Provided data »
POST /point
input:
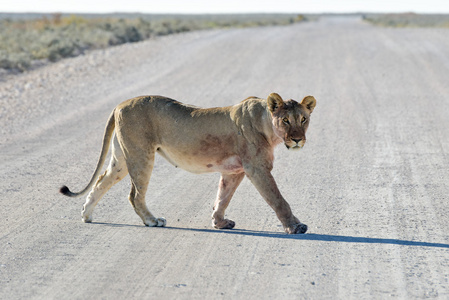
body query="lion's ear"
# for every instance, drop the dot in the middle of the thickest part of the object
(309, 102)
(274, 102)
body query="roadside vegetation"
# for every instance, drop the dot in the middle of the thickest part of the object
(27, 39)
(408, 20)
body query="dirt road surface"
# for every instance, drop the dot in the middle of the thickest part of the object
(371, 182)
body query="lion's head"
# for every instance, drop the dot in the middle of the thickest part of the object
(291, 119)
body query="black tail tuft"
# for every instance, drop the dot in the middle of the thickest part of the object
(65, 191)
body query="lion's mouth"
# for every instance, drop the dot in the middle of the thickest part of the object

Required task » Can you copy out every line of the records above verbatim, leaving out the pictures?

Right answer »
POST /point
input:
body query="lion's ear"
# for every instance, drop the dot in the middle of the thickest part of the object
(309, 102)
(274, 102)
body query="roadside vegetation"
# for every instance, drop the dot in the middle of the thickest part of the object
(27, 39)
(408, 20)
body query="dirt road surface"
# for every instance, drop the dot in the middle of the thickest part of the object
(371, 182)
body query="lion's head"
# for every instance, drop the dot in the middle of the thickest part of the object
(291, 119)
body query="black tail tuft"
# for every instance, drop the dot in the middle of the thickest part of the object
(65, 191)
body query="lion's mouth"
# for every instance, drop the dot in the middle of the thickest part of the object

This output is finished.